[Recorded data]
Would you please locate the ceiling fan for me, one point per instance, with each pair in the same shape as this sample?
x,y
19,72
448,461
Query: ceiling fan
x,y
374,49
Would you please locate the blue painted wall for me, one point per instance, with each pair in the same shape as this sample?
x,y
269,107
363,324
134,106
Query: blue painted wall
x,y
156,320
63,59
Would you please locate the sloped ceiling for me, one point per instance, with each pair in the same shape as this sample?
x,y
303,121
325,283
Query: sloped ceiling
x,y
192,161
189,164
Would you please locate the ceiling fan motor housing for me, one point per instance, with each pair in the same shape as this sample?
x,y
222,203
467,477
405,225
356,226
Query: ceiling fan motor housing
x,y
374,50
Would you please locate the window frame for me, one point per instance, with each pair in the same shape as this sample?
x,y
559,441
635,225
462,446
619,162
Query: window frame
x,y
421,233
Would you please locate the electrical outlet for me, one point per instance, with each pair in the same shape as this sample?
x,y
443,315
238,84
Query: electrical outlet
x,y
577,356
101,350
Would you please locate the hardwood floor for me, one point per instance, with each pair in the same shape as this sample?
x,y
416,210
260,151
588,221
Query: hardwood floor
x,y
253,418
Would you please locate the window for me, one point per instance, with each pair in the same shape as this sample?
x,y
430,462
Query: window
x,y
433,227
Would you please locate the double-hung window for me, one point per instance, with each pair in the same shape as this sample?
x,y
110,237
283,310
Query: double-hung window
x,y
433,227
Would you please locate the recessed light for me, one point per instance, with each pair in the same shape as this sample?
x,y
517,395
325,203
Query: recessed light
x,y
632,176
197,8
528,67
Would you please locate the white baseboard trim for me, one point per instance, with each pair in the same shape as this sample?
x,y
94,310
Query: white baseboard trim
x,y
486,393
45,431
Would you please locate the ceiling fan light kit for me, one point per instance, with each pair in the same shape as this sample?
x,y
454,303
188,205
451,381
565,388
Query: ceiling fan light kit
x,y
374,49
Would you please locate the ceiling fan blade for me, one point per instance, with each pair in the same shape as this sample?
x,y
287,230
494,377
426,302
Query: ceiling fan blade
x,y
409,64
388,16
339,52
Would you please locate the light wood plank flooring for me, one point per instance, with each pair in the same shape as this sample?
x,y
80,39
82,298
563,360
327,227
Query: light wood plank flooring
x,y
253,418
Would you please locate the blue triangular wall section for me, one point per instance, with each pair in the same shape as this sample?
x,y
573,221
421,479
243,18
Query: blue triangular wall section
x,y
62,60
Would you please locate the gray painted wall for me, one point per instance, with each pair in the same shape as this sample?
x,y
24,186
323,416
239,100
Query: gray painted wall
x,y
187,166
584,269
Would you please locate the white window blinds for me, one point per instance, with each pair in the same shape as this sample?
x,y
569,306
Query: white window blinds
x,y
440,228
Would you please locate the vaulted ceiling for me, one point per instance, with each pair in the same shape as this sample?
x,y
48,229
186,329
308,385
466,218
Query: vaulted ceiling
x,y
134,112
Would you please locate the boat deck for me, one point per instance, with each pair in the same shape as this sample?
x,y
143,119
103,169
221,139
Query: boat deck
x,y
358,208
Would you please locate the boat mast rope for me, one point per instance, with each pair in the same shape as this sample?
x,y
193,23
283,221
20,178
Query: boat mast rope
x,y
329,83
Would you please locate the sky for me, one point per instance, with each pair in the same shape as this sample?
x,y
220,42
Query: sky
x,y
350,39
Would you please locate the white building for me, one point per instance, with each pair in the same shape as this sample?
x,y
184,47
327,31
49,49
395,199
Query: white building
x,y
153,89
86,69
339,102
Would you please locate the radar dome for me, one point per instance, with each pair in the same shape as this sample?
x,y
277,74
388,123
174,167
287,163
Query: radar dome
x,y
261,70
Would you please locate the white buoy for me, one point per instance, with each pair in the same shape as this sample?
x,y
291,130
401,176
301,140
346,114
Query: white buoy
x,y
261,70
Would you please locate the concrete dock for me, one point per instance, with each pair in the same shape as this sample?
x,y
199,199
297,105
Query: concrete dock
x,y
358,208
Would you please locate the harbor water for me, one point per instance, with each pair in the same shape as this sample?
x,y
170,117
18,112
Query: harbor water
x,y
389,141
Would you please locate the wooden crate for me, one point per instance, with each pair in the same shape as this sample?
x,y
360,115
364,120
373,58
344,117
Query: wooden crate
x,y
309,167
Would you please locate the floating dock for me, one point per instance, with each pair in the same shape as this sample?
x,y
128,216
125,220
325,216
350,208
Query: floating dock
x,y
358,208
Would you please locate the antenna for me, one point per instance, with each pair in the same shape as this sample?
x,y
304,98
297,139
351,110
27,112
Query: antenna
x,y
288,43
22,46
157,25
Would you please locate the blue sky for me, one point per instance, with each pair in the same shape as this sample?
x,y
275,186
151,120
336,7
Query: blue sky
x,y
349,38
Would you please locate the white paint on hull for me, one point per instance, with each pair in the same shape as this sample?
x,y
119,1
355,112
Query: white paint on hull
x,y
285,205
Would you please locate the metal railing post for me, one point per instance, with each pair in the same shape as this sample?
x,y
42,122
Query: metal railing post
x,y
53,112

# EXERCISE AIM
Output the data exactly, in full.

# EXERCISE OUTPUT
Would you please locate the ceiling fan for me, one point per instance, with each pair in the same shape as this sample?
x,y
19,72
448,461
Query: ceiling fan
x,y
374,49
Would you please locate the blue painted wall for me, one point per instance, with each pair in the same shape as this sample?
x,y
269,107
363,324
134,106
Query: blue painted wall
x,y
156,320
63,59
Would you please locate the sloped ceiling for me, one point per instance, with each pair in the same shape as this sample?
x,y
303,121
325,283
Query: sloped ceiling
x,y
192,161
189,164
Would you please locate the ceiling fan motor housing for me, one point per instance, with each pair in the same shape as this sample?
x,y
222,203
467,477
405,225
356,226
Query: ceiling fan motor housing
x,y
374,50
Would you please locate the window frame for me, one point per instance, with each pair in the same shape as this sample?
x,y
559,441
635,225
462,446
619,162
Query: window frame
x,y
421,233
Would you please locate the electrical outlet for me, one point per instance, with each pair in the same shape as this sample?
x,y
443,315
238,84
Query: electrical outlet
x,y
577,356
101,350
Would you please locate the hardwood floor for me, one point per instance, with each pair in the same shape as this sample?
x,y
416,210
260,151
588,221
Query: hardwood floor
x,y
253,418
Would you please locate the window for me, one point per instance, with each pair in the same shape as this sample?
x,y
430,462
Query: window
x,y
433,227
Would you please locate the double-hung window for me, one point per instance, with each pair in the same shape as this sample?
x,y
110,237
283,310
Query: double-hung window
x,y
433,227
Would you please locate the recessed light for me, one point per instance, with each pair in the same shape as this sample?
x,y
517,395
325,203
Query: recessed light
x,y
632,176
197,8
528,67
Would you please locate the white baseboard trim for me, one point per instance, with each pair in the same shape as this sample?
x,y
94,310
Query: white baseboard trim
x,y
486,393
45,431
Would you please locate the ceiling fan light kit for me, one point per instance, with each pair in the same shape as this sample?
x,y
454,303
188,205
451,381
565,388
Query: ceiling fan light kit
x,y
374,49
Would you please locate the ceiling fan blade for me, one point per instance, with each pair in the same shape as this sample?
x,y
287,230
494,377
426,302
Query: ceiling fan blade
x,y
409,64
388,16
339,52
Would you please locate the light wood plank flooring for me, one point per instance, with each pair in the same shape as this sample?
x,y
80,39
82,298
563,360
327,227
Query: light wood plank flooring
x,y
253,418
Would you please locate the blue triangular wall section for me, one point per instance, with each pair in the same shape as this sample?
x,y
573,221
421,479
243,18
Query: blue triangular wall section
x,y
62,60
Would you please locate the gray painted wall for me, one point per instance, with each pair in the same shape as this sample?
x,y
24,186
323,416
239,100
Query: gray painted wall
x,y
187,166
584,269
Would you please locate the white window blinds for me, one point per instance, with each pair in the same shape as this sample?
x,y
569,306
Query: white window blinds
x,y
440,228
Would you please locate the vaulted ceiling for me, one point per instance, with each pair in the same shape as this sample?
x,y
48,229
186,329
308,385
466,218
Query: vaulted ceiling
x,y
134,112
Would you please locate the boat deck for me, one point per instance, with each pair in the same shape as this sample?
x,y
143,119
103,169
221,139
Query: boat deck
x,y
358,208
Would you please locate the boat mast rope for me, one point per instance, with each pair in the same shape as this sample?
x,y
193,23
283,221
20,178
Query: boat mast rope
x,y
329,83
Would you please locate the sky for me, one point per instance, with each pair in the same shape as this sample?
x,y
220,42
Query: sky
x,y
350,39
Would you please locate the white building for me, one point per instance, with each pair in the same shape as this sample?
x,y
184,47
327,31
49,49
395,199
Query: white building
x,y
153,89
86,69
339,102
Would you please locate the radar dome for me, one point per instance, with each pair in the same shape as this sample?
x,y
277,74
388,123
174,167
287,163
Query: radar dome
x,y
261,70
Would you please locate the white buoy for me, one point per instance, with each pair in the same shape as this sample?
x,y
291,130
401,176
301,140
346,114
Query: white buoy
x,y
261,70
Would you please locate the concrete dock for me, one point per instance, with each pair in the same shape as this sample?
x,y
199,199
297,105
Query: concrete dock
x,y
358,208
Would you please locate the harbor water for me, one point per instance, with each pair in the same shape as this sample?
x,y
170,117
18,112
Query: harbor water
x,y
389,141
Would you please locate the wooden crate for me, one point per instance, with each pair in the same shape as this sample?
x,y
360,115
364,120
373,58
344,117
Query: wooden crate
x,y
309,167
Would you please locate the floating dock for me, one point per instance, with each pair in the same shape as this sample?
x,y
128,216
125,220
325,216
350,208
Query: floating dock
x,y
358,208
Would you please locate the antenna for me, one point per instance, with each pair in the same shape as this sample?
x,y
304,98
297,139
351,110
27,112
Query: antenna
x,y
288,43
22,46
157,25
Would you please locate the blue sky for me, one point per instance, with each pair in the same shape as this sample?
x,y
275,186
151,120
336,7
Query: blue sky
x,y
349,38
Would you please locate the white paint on hull for me, one point per instance, with each pair in the same shape as this sample?
x,y
119,1
355,112
Query: white paint on hull
x,y
285,205
Would you please locate the metal railing post for me, one point per instance, with each pair in the same shape as this sample?
x,y
42,122
Query: metal railing post
x,y
53,112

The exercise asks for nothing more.